> [Цитируемый текст]
'''

Сама поза, принимаемая за письменным столом, внушает уверенность и спокойствие. Голова склонена над ним, а грудь опирается с нежной доверчивостью на этого доброго и терпеливого друга.
Этим описанием я хотел бы представить «взору ума» читателя простой, без претензий предмет мебели, с внешним видом, слишком скромным, чтобы быть допущенным куда-либо, кроме кабинета — квадратной формы, из красного дерева, с латунными накладками на углах, с металлической пластинкой сверху, как раз такого размера, чтобы вместить собственные инициалы и инициалы дарителя. Я терпеть не могу те жеманные вещицы, которые находишь завернутыми в клеенчатый чехол в гостиной; сделанные из розового дерева, инкрустированные серебром или перламутром и обитые синим бархатом. Кажется оскорблением дружеского характера стола — наряжать его щегольски, усаживать в изысканной комнате и отказываться воспользоваться дружескими услугами, которые он вам предлагает. Содержимое этих тщеславных знакомых редко бывает чем-то большим, чем личный дневник его прекрасной владелицы (который никто не считает достойным прочтения — за исключением, конечно, ее самой), ее альбом, альбом для вырезок, поэтические излияния достопочтенного мистера Кто-то и сентиментальная переписка какой-нибудь столь же глупой молодой леди, ее ближайшей подруги.
Затем есть стол клерка в конторе — нет никаких приятных ассоциаций, связанных с этими торговыми лесами, с их миниатюрными балюстрадами наверху, частично заваленными счетами, векселями и бумагами всякого рода (относящимися к делам) и окруженными связками документов, висящими на одном крючке. Над всем этим виден полукруглый скальп коричневого парика, который, когда его поднимают, чтобы ответить на ваш вопрос, постепенно обнаруживает два глаза, хмуро взирающих на вас из-под пары сверкающих очков, маленький сварливый вздернутый нос и рот, линии которого стали жесткими от дурного настроения, отчасти вызванного слишком сидячим образом жизни.

'''

> [Выдержки из пунктов]
'''

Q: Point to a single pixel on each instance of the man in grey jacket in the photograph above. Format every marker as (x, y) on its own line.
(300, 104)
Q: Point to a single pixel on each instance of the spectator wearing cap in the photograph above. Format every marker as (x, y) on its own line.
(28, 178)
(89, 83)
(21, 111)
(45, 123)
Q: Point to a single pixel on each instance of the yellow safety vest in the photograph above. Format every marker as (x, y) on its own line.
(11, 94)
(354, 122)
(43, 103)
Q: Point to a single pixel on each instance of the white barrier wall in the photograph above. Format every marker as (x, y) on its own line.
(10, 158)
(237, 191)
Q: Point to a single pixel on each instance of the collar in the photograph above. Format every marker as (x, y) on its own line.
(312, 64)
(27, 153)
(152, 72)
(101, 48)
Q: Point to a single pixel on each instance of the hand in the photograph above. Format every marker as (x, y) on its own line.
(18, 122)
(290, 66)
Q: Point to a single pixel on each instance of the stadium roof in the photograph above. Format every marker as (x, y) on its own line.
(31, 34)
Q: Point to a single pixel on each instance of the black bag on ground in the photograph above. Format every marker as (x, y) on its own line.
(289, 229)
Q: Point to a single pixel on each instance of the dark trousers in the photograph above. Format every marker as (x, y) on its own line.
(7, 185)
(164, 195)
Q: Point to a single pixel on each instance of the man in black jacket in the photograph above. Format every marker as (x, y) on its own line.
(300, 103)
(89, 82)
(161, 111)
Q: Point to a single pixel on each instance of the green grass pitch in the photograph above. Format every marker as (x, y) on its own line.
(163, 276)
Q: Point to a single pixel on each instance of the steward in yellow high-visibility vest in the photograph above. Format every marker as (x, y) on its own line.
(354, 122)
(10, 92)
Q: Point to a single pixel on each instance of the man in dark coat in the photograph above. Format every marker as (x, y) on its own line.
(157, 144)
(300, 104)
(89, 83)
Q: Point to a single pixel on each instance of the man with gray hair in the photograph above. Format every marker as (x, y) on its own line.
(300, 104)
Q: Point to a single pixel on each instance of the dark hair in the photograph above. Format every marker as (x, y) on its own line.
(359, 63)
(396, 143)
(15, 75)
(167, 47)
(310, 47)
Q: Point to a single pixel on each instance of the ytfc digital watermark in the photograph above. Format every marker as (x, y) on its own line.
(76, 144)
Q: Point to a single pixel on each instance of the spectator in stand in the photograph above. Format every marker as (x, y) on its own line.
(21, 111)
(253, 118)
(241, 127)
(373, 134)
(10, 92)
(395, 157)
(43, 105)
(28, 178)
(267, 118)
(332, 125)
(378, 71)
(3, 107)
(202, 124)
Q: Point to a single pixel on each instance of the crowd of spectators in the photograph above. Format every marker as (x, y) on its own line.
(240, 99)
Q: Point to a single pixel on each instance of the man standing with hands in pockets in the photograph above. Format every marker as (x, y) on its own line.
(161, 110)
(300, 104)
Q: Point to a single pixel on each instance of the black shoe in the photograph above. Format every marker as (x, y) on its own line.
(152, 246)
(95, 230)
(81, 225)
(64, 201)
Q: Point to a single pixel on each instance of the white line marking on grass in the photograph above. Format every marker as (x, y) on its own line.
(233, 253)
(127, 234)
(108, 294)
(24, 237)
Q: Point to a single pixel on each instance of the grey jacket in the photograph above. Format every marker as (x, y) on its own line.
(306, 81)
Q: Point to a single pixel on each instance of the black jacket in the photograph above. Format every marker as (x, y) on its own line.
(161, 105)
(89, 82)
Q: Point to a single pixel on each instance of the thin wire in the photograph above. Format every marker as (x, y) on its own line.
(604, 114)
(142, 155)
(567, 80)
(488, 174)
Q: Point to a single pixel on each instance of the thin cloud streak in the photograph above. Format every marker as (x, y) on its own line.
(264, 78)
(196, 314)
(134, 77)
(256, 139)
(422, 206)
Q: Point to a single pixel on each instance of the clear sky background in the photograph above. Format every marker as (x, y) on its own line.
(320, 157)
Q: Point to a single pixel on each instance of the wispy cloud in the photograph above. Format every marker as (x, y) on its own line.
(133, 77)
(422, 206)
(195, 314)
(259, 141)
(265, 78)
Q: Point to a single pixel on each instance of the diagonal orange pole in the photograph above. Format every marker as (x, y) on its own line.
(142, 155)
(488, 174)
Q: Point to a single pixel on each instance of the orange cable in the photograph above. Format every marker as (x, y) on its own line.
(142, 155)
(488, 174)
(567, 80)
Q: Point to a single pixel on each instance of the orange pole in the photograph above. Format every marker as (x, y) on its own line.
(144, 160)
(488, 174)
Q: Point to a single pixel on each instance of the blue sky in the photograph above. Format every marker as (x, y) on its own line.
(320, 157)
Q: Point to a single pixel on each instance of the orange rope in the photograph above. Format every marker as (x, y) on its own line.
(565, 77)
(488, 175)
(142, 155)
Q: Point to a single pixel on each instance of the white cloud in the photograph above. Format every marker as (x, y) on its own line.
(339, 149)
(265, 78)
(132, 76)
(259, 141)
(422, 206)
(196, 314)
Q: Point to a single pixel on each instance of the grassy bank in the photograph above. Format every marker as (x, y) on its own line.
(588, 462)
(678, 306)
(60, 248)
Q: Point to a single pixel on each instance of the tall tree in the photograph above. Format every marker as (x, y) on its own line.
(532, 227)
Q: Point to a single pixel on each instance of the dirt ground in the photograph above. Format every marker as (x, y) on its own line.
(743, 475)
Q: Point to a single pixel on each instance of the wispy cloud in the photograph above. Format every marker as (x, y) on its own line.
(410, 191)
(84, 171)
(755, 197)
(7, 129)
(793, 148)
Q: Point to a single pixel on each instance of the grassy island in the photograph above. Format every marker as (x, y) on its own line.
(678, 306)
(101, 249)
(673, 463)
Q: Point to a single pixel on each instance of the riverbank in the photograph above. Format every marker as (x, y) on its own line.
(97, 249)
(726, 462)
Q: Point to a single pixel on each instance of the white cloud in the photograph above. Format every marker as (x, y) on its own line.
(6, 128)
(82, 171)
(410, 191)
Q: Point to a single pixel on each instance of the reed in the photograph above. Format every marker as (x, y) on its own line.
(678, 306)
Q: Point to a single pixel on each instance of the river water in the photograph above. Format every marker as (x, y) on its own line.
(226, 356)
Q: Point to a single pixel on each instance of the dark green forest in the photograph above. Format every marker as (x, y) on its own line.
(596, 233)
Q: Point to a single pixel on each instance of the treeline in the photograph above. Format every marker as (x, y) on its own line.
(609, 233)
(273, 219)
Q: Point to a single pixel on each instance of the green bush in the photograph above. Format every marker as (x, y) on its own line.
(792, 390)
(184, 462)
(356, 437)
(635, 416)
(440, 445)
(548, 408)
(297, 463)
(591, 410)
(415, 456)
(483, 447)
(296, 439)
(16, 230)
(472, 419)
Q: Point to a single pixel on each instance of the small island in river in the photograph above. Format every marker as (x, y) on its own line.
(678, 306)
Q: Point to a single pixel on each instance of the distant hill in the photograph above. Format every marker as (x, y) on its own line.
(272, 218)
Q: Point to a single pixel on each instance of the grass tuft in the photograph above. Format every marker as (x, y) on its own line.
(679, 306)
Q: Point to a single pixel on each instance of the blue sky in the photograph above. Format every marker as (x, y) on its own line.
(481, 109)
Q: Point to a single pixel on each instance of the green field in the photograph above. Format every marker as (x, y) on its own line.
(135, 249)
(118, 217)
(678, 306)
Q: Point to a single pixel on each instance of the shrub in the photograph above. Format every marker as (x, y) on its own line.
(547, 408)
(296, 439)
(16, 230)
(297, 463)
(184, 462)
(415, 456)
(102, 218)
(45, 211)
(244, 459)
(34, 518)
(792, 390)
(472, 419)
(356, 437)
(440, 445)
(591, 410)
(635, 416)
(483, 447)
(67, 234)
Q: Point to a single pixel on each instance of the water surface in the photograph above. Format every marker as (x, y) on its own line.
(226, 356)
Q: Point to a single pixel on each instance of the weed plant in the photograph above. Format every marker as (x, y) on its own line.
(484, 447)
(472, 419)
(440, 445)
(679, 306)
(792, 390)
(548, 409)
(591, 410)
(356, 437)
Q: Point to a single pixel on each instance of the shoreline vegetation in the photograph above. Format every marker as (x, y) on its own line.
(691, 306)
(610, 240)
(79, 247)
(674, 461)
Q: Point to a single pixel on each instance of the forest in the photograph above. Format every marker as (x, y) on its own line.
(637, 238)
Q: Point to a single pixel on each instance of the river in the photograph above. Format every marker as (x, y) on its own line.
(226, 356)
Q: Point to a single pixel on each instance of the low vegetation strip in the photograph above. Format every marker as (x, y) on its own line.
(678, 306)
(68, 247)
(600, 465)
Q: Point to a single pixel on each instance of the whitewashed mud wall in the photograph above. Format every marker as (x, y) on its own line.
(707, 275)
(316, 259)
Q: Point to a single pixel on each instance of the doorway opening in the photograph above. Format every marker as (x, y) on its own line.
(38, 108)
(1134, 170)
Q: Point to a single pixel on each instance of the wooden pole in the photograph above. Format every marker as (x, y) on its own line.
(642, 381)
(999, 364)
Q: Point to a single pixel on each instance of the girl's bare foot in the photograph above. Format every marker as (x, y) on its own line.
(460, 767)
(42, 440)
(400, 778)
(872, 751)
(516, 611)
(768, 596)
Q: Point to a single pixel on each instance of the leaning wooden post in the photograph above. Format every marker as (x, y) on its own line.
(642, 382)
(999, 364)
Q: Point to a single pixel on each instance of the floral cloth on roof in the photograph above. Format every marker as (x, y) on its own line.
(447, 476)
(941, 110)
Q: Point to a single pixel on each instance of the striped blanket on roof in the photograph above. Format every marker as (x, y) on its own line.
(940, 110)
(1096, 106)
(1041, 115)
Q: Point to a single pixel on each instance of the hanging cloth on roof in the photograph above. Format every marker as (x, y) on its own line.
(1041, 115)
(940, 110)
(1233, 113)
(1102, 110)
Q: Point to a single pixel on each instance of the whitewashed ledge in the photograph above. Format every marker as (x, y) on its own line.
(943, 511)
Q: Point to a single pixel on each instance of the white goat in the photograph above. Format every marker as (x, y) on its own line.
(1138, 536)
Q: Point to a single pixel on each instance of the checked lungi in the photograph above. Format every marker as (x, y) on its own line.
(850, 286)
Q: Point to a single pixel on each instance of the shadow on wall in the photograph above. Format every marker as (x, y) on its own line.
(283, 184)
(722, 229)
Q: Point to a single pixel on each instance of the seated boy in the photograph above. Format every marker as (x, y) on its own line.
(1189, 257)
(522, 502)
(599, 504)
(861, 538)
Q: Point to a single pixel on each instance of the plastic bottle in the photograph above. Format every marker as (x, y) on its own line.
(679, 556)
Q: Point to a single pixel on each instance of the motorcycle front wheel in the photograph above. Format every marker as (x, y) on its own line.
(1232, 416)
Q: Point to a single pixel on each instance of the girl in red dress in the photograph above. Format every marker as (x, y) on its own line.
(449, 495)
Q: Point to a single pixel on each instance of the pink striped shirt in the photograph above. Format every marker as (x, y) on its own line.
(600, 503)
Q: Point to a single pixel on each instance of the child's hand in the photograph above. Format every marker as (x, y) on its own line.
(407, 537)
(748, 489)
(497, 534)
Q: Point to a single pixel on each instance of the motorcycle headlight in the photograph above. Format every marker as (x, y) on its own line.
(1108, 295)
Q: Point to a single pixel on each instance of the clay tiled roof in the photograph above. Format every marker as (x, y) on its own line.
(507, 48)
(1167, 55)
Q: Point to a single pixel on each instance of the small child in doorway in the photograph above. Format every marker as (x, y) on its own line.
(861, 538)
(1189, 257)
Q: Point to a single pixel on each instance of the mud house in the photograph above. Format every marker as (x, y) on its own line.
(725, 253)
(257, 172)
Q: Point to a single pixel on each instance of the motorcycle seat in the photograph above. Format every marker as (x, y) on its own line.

'''

> [Поставленная задача]
Верните дословно фрагмент текста о письменных столах, начиная со слов «Затем есть стол» и далее вплоть до слов «сидячим образом жизни.». Опирайтесь только на текст о письменных столах.

> [Ответ на задание]
Затем есть стол клерка в конторе — нет никаких приятных ассоциаций, связанных с этими торговыми лесами, с их миниатюрными балюстрадами наверху, частично заваленными счетами, векселями и бумагами всякого рода (относящимися к делам) и окруженными связками документов, висящими на одном крючке. Над всем этим виден полукруглый скальп коричневого парика, который, когда его поднимают, чтобы ответить на ваш вопрос, постепенно обнаруживает два глаза, хмуро взирающих на вас из-под пары сверкающих очков, маленький сварливый вздернутый нос и рот, линии которого стали жесткими от дурного настроения, отчасти вызванного слишком сидячим образом жизни.